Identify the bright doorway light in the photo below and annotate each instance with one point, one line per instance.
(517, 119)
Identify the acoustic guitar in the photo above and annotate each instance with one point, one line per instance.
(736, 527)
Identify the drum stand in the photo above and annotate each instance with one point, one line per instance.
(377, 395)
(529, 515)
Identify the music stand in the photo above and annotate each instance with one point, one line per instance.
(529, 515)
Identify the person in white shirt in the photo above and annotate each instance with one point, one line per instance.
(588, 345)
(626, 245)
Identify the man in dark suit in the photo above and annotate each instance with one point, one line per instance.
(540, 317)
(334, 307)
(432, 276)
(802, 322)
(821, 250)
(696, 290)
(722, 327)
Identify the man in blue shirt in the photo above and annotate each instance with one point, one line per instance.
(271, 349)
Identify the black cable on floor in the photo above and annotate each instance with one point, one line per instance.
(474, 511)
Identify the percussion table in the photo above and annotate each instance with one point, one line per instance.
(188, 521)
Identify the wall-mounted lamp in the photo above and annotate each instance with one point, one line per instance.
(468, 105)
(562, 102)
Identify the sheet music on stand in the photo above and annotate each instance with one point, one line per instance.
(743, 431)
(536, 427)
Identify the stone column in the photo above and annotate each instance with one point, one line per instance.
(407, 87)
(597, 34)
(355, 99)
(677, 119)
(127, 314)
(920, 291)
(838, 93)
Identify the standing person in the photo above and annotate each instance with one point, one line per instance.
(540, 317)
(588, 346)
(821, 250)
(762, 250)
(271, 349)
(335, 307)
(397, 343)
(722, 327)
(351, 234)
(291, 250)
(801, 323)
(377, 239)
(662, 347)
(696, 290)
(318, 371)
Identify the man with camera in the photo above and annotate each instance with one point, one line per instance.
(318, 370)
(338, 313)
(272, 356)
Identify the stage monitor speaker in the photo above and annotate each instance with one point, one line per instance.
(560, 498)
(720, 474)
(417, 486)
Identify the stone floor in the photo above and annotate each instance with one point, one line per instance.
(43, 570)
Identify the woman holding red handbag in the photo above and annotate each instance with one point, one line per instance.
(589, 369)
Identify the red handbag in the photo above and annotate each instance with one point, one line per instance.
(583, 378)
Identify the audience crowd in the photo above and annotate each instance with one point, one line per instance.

● ● ● ● ●

Output the listing in full. Leave every line unchanged.

▶ _ANSWER AREA_:
Identify the bright doorway light in the photo below and annotate each instance with one point, one line per instance.
(517, 119)
Identify the acoustic guitar in the photo above and annotate each instance with one point, one line per instance.
(736, 527)
Identify the drum stand in the photo above and annotate each instance with one point, one line per instance.
(377, 395)
(529, 515)
Identify the music stand in the photo above and annotate each instance with one point, one line per instance.
(529, 515)
Identify the person in white shirt in the photo above and annotate each instance with one point, one line per instance.
(588, 345)
(626, 245)
Identify the man in dark suit in the photo above and annotate each instance with one point, one line per instance.
(540, 317)
(334, 307)
(432, 276)
(802, 322)
(821, 250)
(696, 290)
(722, 327)
Identify the man in blue shirt in the photo above and annotate each instance with one point, one line per instance.
(271, 349)
Identify the black cable on floor in the photo above and annotate each instance with one point, one line per instance.
(474, 511)
Identify the percussion table in the photo above and annotate each instance with one point, one line per instance.
(188, 521)
Identify the wall-mounted lamp in the photo above and annotate each instance with one point, one line per instance.
(468, 105)
(562, 102)
Identify the sheet music on stand in the photo above and annotate each instance with one point, one line per instance.
(743, 431)
(536, 427)
Identify the stone column in the photo above and annotate each instance with one point, one line per instance.
(407, 87)
(597, 34)
(355, 99)
(677, 119)
(127, 314)
(920, 291)
(838, 93)
Identify the standing person in the photo above and annotate each instance with one point, one line per instance.
(540, 317)
(588, 346)
(821, 250)
(762, 250)
(271, 349)
(335, 307)
(397, 343)
(722, 327)
(351, 234)
(291, 250)
(801, 323)
(377, 239)
(662, 347)
(696, 290)
(318, 371)
Identify the man with camera in the photo above and annotate each instance with one point, one line per instance.
(318, 370)
(338, 313)
(272, 356)
Identify the stage monitor speaker in the photo above and annotate each instance with one point, one line per instance.
(560, 498)
(720, 474)
(417, 486)
Identify the stone floor in the photo above and annotate each instance with one point, one line per instance.
(43, 570)
Identify the woman holding red handbag in the photo above and annotate each instance with one point, one line per instance.
(589, 369)
Identify the red handbag in the photo above and annotate each instance with one point, one line per instance.
(583, 378)
Identify the audience crowd in the photo above and annotate each instance with one point, one line per instance.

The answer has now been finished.